* _Task requirements_: Reproduce verbatim the line where "Identify each instance of the gray" occurs, along with all following lines down to the last line of the data.

* _Supplied records_:
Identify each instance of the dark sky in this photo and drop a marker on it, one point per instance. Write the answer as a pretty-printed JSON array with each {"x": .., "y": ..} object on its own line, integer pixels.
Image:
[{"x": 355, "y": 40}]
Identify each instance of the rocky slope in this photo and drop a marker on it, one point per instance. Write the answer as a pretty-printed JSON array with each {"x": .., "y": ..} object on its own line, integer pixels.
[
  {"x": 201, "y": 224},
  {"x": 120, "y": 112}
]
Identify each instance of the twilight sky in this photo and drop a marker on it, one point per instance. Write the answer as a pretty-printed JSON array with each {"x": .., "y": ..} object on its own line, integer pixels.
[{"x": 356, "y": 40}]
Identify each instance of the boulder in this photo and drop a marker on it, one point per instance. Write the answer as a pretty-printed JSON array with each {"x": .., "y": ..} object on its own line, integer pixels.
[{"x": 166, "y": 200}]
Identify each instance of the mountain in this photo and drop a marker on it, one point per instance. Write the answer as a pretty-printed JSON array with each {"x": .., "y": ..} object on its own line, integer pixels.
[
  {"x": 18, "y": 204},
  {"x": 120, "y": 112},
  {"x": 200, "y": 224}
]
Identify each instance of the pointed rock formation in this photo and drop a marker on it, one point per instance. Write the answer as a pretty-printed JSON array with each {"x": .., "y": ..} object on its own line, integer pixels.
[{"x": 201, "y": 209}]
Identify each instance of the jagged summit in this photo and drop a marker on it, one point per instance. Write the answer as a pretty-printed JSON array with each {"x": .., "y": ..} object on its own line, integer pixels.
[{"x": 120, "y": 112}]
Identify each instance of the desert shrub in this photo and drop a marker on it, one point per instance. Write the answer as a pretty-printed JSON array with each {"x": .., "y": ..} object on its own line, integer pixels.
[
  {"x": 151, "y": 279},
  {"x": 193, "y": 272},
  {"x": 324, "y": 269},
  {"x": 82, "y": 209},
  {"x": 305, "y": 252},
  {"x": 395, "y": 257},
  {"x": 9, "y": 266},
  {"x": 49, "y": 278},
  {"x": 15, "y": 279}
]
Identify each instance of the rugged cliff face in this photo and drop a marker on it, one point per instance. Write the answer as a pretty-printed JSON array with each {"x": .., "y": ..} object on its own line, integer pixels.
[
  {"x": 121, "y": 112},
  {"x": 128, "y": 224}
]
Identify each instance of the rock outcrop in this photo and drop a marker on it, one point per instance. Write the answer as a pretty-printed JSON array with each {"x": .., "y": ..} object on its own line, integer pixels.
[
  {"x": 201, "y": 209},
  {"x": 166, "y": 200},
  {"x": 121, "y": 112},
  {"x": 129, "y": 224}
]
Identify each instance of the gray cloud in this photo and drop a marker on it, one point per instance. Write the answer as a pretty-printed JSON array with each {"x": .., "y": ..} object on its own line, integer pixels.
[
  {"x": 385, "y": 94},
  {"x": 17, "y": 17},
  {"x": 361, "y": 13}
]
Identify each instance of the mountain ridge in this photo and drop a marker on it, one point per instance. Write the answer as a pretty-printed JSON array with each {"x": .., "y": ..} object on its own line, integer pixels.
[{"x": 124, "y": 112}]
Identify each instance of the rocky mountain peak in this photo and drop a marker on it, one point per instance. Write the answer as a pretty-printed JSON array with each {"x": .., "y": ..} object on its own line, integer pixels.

* _Solution_:
Identify each instance of the gray cloud in this photo and drop a marker on it, one point per instance. Write the answer as a pretty-printed JSON array with each {"x": .., "y": ..} object on its own line, integer pixels.
[
  {"x": 385, "y": 94},
  {"x": 17, "y": 17},
  {"x": 361, "y": 13}
]
Identify each instance of the mountain ridge in this photo and drop a marker on it, one point per instance. Write the answer as a pretty-printed JSON array with each {"x": .., "y": ..} object on its own line, integer pixels.
[{"x": 124, "y": 112}]
Identify each instance of the rocky mountain peak in this photo and drop a marker on it, one point per instance. Write the answer as a pretty-printed JSON array with each {"x": .., "y": ..} object on its own line, integer pixels.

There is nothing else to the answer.